* What is asked:
Starting with the line that contains "Locate the dried tea", reproduce each line through the end of the entries exactly as written.

(Collection entries)

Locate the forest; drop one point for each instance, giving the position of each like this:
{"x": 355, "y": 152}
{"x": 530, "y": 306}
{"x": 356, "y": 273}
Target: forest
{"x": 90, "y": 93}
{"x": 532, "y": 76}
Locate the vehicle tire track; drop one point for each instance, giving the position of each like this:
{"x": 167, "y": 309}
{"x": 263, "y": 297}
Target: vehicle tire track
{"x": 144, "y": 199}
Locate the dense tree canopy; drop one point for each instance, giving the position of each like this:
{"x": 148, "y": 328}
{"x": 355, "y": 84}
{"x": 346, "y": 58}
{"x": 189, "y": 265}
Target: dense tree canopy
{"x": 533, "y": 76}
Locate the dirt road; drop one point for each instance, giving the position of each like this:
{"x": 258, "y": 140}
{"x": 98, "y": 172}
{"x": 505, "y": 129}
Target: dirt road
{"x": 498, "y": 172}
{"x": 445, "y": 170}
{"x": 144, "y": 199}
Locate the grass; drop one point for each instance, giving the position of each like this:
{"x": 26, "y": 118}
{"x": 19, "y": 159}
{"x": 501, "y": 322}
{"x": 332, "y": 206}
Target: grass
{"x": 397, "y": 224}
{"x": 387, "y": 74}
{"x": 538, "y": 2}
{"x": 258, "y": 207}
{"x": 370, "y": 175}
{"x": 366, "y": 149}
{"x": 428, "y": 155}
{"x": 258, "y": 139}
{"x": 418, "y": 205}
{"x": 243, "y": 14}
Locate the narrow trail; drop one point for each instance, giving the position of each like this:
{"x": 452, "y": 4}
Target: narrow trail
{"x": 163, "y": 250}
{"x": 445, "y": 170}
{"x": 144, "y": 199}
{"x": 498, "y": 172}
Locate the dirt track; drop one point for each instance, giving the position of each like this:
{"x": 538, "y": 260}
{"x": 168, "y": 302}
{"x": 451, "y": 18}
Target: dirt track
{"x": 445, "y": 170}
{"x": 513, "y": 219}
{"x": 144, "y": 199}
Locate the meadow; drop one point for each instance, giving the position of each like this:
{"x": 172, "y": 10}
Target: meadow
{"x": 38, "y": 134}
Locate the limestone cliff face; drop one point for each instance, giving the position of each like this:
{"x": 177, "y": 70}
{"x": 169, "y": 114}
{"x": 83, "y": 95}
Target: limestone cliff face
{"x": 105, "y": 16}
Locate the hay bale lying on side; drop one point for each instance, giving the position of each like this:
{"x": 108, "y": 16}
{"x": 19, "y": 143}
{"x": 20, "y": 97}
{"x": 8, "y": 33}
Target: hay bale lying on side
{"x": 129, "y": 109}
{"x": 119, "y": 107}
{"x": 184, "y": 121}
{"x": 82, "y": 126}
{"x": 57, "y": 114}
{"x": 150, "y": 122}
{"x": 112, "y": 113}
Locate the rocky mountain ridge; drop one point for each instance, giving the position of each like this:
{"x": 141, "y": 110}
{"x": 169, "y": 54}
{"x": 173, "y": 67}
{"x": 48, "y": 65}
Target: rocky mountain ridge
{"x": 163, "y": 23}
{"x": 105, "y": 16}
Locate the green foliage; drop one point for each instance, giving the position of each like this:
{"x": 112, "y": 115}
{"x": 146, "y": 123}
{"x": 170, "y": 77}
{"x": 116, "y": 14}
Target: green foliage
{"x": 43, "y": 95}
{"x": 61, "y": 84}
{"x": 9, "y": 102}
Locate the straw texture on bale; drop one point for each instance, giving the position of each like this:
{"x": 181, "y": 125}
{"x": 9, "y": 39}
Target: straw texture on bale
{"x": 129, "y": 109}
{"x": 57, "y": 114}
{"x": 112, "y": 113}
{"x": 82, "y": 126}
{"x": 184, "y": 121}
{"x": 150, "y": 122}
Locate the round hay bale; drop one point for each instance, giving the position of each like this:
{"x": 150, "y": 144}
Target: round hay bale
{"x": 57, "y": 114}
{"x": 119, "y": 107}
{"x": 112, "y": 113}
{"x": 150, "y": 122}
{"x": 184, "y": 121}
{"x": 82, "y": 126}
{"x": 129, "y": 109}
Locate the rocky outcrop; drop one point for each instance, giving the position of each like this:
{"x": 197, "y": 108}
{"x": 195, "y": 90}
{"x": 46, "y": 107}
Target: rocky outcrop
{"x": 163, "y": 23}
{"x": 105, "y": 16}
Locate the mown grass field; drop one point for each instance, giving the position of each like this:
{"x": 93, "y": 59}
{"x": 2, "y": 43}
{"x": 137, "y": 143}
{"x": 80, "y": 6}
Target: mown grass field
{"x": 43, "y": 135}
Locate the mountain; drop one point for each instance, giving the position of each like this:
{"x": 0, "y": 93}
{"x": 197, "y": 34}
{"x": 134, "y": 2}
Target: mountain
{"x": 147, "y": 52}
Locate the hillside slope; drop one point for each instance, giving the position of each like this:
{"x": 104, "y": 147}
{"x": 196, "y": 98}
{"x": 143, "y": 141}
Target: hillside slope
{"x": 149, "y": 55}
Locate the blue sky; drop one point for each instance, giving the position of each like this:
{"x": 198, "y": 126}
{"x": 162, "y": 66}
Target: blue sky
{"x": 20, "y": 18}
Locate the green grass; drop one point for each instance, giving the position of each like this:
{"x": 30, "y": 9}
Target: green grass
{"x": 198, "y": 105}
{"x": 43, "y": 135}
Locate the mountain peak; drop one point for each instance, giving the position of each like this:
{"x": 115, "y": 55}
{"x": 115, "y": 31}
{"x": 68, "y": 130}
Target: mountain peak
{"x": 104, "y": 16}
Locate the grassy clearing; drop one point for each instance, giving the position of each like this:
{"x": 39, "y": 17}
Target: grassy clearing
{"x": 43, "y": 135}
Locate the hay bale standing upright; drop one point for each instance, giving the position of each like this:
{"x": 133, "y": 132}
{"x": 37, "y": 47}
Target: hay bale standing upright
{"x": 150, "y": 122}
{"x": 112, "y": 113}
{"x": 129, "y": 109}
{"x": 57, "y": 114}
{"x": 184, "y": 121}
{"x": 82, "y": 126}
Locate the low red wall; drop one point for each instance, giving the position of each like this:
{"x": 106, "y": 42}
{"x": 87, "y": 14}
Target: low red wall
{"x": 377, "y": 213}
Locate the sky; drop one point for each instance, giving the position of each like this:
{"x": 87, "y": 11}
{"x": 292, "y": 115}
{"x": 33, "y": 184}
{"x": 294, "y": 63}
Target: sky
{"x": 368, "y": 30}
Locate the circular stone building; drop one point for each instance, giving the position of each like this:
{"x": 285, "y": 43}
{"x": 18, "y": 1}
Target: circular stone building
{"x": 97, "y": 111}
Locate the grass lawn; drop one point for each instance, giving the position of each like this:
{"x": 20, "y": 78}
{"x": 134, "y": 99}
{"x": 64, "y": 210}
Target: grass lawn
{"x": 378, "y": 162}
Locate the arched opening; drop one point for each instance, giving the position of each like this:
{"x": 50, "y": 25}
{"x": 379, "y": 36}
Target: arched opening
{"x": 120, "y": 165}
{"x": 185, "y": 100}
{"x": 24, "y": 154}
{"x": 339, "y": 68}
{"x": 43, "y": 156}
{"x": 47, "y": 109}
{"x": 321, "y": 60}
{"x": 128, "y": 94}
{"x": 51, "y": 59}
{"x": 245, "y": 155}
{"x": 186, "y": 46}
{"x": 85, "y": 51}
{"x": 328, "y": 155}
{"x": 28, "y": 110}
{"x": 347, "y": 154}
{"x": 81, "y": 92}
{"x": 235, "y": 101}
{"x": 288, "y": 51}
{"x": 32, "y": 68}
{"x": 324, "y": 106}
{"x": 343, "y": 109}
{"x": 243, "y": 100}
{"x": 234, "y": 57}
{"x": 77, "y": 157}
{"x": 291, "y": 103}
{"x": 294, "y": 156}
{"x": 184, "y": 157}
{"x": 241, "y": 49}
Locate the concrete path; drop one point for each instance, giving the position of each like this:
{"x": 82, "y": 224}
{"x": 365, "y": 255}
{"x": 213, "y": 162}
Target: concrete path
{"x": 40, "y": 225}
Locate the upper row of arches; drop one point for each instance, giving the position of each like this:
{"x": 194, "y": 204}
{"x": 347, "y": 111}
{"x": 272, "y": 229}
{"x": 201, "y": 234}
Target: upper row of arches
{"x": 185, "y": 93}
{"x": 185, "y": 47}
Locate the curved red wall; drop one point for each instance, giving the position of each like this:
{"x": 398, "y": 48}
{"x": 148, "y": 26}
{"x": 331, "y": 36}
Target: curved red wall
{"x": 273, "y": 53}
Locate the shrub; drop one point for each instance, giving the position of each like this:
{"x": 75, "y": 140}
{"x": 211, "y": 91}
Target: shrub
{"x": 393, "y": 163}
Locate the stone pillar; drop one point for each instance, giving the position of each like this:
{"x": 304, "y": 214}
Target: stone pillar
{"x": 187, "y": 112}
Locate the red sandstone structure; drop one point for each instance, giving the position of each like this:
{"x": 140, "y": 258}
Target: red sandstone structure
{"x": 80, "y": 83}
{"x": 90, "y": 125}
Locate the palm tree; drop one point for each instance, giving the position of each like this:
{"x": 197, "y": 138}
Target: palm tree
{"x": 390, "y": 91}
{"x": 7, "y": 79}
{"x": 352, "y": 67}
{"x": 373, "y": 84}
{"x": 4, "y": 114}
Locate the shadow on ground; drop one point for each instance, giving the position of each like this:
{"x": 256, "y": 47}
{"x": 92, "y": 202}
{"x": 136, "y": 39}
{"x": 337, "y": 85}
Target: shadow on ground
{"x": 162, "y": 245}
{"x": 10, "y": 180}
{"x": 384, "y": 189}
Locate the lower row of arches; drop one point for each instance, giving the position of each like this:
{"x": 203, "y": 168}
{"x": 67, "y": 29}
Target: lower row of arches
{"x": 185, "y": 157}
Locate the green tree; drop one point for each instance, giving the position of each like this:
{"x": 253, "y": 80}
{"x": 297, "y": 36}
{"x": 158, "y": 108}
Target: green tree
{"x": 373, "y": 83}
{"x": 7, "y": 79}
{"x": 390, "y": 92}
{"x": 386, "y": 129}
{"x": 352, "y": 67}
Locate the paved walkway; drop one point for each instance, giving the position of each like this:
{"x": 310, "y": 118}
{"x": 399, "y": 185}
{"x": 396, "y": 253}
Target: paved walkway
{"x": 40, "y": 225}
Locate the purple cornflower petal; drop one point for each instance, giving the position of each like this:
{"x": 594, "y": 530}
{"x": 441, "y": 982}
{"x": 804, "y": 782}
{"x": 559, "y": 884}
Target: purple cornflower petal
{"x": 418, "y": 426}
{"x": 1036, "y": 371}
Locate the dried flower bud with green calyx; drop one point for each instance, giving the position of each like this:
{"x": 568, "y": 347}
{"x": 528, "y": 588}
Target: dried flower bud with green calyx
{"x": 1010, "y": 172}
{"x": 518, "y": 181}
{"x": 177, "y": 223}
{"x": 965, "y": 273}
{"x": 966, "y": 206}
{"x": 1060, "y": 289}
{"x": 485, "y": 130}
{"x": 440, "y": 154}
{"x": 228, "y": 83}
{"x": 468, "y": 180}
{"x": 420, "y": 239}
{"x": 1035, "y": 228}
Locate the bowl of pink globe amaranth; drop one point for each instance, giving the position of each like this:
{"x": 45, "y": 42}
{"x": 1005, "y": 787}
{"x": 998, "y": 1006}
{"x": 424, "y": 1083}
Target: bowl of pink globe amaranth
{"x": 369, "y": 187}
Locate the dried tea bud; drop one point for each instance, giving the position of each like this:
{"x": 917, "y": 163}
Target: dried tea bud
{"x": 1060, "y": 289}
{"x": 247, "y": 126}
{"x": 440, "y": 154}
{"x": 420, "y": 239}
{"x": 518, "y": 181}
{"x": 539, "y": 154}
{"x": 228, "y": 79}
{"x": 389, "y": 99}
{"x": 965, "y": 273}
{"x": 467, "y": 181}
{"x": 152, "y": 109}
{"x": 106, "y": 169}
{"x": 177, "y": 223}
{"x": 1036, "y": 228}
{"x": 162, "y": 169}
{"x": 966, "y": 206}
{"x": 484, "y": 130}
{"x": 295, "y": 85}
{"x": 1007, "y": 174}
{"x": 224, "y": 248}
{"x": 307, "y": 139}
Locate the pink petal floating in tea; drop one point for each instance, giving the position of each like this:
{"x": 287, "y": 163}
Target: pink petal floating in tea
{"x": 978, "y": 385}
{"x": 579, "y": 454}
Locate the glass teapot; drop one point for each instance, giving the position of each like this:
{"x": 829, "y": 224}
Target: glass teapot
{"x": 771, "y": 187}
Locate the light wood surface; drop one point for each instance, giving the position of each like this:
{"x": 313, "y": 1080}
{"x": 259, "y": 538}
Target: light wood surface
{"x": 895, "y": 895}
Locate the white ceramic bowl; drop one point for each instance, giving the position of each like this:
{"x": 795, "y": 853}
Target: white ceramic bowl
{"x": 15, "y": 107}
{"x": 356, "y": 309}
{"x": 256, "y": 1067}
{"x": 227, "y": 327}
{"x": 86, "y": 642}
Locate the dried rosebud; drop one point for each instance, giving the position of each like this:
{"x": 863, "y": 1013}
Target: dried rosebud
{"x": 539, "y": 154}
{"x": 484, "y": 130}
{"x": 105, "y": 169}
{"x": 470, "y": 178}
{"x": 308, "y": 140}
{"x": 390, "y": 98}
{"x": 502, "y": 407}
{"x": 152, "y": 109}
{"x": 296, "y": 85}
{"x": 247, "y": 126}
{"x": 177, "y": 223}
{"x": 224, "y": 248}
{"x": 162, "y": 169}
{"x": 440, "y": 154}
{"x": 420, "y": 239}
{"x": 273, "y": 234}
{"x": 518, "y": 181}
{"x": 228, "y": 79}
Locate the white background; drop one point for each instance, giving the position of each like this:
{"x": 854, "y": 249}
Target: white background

* Finished exercise:
Locate the dried tea bud; drop one point for each instance, giving the position of each like this:
{"x": 917, "y": 163}
Target: dried tea bud
{"x": 1060, "y": 289}
{"x": 247, "y": 126}
{"x": 440, "y": 154}
{"x": 420, "y": 239}
{"x": 518, "y": 181}
{"x": 539, "y": 154}
{"x": 228, "y": 79}
{"x": 389, "y": 99}
{"x": 965, "y": 273}
{"x": 467, "y": 181}
{"x": 152, "y": 109}
{"x": 106, "y": 169}
{"x": 177, "y": 223}
{"x": 1036, "y": 228}
{"x": 162, "y": 169}
{"x": 966, "y": 206}
{"x": 484, "y": 130}
{"x": 295, "y": 85}
{"x": 1007, "y": 174}
{"x": 224, "y": 248}
{"x": 307, "y": 139}
Locate the pink petal floating in tea; drop one point for each instance, giving the position of each like this:
{"x": 287, "y": 163}
Target: pink petal floating in tea
{"x": 978, "y": 385}
{"x": 579, "y": 454}
Locate the glass teapot; drop one point for each instance, giving the position of each like this:
{"x": 829, "y": 224}
Target: glass teapot
{"x": 771, "y": 187}
Locate the light wood surface; drop one point for each instance, giving the position of each like this:
{"x": 313, "y": 1080}
{"x": 259, "y": 538}
Target: light wood surface
{"x": 895, "y": 895}
Locate the white ceramic bowl; drop one point for each instance, giving the position of each like this:
{"x": 795, "y": 853}
Target: white ceramic bowl
{"x": 15, "y": 107}
{"x": 356, "y": 309}
{"x": 256, "y": 1067}
{"x": 227, "y": 327}
{"x": 86, "y": 642}
Locate the dried rosebud; drop one point for each instance, giving the position of each like this:
{"x": 863, "y": 1013}
Target: dried rosebud
{"x": 539, "y": 154}
{"x": 484, "y": 130}
{"x": 105, "y": 169}
{"x": 470, "y": 178}
{"x": 308, "y": 140}
{"x": 390, "y": 98}
{"x": 502, "y": 407}
{"x": 152, "y": 109}
{"x": 296, "y": 85}
{"x": 247, "y": 126}
{"x": 177, "y": 223}
{"x": 224, "y": 248}
{"x": 162, "y": 169}
{"x": 440, "y": 154}
{"x": 420, "y": 239}
{"x": 273, "y": 234}
{"x": 518, "y": 181}
{"x": 228, "y": 79}
Locate the white background; drop one point for each instance, giving the position of each like this:
{"x": 854, "y": 249}
Target: white background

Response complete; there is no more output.